| What you should do |
Reproduce the data below line for line, without changing anything.

| Data |
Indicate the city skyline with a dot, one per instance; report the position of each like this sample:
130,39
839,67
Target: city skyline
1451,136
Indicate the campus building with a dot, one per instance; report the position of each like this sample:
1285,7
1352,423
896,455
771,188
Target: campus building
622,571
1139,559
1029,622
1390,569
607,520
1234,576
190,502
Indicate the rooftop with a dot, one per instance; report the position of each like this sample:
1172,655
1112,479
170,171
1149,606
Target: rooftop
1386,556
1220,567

| Written solution |
Indicate the city skyline with a dot, one per instance; report the position of each like this sample:
130,39
839,67
Target: city skyline
1451,136
Indicate the campus building with a dot, one per instance; report the position of each like this sample:
1285,7
1352,423
896,455
771,188
Target: campus building
622,571
1139,559
1029,622
1390,569
607,520
1234,576
190,502
Indicate the rooftop with a dot, one per instance; report the position of each like this sample:
1172,655
1112,479
170,171
1149,606
Target: rooftop
1386,556
1220,567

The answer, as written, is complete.